- OBJECTIVE
Are you able to retype all the records below exactly?

- DATA FOR PROCESSING
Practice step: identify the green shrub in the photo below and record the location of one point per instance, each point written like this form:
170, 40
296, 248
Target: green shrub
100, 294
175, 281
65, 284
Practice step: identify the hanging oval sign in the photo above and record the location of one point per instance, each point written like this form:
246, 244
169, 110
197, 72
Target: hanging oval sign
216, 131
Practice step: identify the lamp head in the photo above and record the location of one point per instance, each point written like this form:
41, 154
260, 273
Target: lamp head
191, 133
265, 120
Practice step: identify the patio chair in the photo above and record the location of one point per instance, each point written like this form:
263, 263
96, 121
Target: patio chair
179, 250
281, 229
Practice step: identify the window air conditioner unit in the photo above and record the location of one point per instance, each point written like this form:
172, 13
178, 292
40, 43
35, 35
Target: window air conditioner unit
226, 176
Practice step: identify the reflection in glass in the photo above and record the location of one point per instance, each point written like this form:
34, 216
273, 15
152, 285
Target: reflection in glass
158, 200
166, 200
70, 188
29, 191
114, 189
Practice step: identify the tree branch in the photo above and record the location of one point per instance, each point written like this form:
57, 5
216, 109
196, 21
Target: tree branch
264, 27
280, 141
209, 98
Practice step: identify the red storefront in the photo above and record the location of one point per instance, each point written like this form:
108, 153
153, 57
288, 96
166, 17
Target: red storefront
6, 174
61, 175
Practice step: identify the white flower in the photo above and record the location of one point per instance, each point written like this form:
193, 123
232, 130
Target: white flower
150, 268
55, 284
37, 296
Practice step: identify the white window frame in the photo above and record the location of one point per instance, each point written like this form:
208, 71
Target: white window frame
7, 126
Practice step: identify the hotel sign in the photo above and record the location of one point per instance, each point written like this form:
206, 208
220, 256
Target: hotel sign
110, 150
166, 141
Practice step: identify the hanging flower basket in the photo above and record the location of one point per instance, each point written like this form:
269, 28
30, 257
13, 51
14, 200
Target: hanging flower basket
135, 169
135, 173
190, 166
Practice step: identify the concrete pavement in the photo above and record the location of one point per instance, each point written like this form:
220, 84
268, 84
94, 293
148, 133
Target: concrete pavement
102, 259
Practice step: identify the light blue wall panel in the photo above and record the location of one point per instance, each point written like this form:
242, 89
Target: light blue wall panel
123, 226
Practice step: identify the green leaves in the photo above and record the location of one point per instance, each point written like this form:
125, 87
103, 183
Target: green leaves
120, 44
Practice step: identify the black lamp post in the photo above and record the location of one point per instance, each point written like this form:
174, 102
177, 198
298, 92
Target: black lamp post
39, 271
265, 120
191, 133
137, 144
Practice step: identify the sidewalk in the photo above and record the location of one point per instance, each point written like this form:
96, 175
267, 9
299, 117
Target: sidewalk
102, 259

- SOLUTION TO THIS TASK
Practice step: identify the green shrub in the photo below and record the location of one point per instance, each point written like this form:
170, 40
296, 248
Target: green shrub
100, 294
175, 281
65, 284
Practice step: identify the hanging oval sign in the photo above and record the location of one point per instance, each point written like this form:
246, 244
169, 110
197, 72
Target: hanging oval sign
216, 131
Practice step: identify the lamp head in the photo above and record the location of one point per instance, each point written like this form:
41, 154
260, 273
Target: lamp head
191, 133
265, 120
Practice step: identify the patio chair in the photo above and record the location of one point per instance, each point written like this form:
263, 263
96, 121
Target: patio chair
179, 250
281, 229
Practice step: identify the window air conditioner unit in the photo above and record the location of one point per instance, each point written like this form:
172, 13
178, 292
40, 43
35, 35
Target: window air conditioner unit
226, 176
Practice step: identify the reflection in glass in the photo above and record the location of one point per instance, each point written like this form:
34, 216
273, 15
152, 285
Target: reflection in glass
158, 200
166, 200
70, 188
29, 191
114, 189
Practice step: identify the tree branch in the photo above and record the location of one point per instance, each point written like this form:
57, 5
216, 109
196, 21
Target: tree branch
264, 27
280, 141
209, 98
Practice step: identify the red storefront in the photo above and record the location of one point per instance, each point written like this form:
108, 153
153, 57
288, 96
166, 17
Target: red storefront
6, 174
61, 175
Practice step: identify the white flower in the photo above and record the location of one point per instance, each point written like this form:
193, 123
232, 130
Target: white flower
150, 268
55, 284
37, 296
Practice step: identify the white window frame in the photo above and record the location of one point per instance, each point written like this form:
208, 71
Target: white window frame
7, 126
Practice step: identify the hotel sign in the photo above and record the location of one point per instance, each point written like this form:
206, 208
220, 256
Target: hotel sign
110, 150
166, 141
Practice step: identify the hanging flower basket in the photo above and record the location of one point per instance, each point written like this form:
269, 28
30, 257
13, 51
14, 200
Target: hanging flower basket
135, 169
135, 173
190, 166
Practice step: identify the concrete pavement in the photo above and record the location of one point per instance, each point written like this form:
220, 84
268, 84
94, 293
148, 133
Target: concrete pavement
102, 259
Practice step: identify the light blue wall panel in the photo above and record the location of one point per instance, each point written like this form:
242, 89
Target: light blue wall panel
123, 226
Practice step: identify the green leaves in the photo above and record the location of one point per instance, each point written like this form:
125, 87
103, 183
Target: green leaves
120, 44
Practice step: identify the black lamp post in the photo above and record the location of one point per instance, each point written like this form:
174, 102
177, 198
298, 92
Target: black lamp post
39, 271
265, 120
191, 133
137, 144
Practice step: identify the sidewalk in the photo above and record the location of one point per instance, each point written like this form:
96, 175
267, 9
299, 117
Target: sidewalk
102, 259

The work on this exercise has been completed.